WHAT THE TASK REQUIRES » A single figure is the whole answer: the number of lines in the entries that contain "search".

RECORDED INFORMATION »
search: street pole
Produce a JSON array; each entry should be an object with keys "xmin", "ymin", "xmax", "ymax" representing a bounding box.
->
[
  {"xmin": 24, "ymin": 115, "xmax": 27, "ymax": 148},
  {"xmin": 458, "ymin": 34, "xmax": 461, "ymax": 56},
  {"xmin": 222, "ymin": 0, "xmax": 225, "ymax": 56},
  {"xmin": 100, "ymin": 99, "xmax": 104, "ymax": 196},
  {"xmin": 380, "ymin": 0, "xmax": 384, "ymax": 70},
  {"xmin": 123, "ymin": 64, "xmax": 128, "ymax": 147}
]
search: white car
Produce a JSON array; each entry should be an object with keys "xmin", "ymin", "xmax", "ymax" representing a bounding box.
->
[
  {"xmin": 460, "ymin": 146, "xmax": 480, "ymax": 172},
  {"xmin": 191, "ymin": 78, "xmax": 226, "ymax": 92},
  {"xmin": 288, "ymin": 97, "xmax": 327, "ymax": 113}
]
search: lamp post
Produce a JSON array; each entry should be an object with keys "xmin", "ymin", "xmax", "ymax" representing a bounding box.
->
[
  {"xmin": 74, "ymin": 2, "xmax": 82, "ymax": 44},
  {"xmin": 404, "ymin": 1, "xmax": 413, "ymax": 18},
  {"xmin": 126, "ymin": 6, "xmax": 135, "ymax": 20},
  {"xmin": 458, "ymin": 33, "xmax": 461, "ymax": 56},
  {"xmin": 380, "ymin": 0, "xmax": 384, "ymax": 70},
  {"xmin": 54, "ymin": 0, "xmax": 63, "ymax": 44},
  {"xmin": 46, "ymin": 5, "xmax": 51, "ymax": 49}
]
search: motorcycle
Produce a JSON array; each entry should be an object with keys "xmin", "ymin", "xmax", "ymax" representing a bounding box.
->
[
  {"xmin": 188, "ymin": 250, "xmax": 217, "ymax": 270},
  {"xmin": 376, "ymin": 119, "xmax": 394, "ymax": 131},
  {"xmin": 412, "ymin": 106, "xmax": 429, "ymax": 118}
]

SOLUTION » 4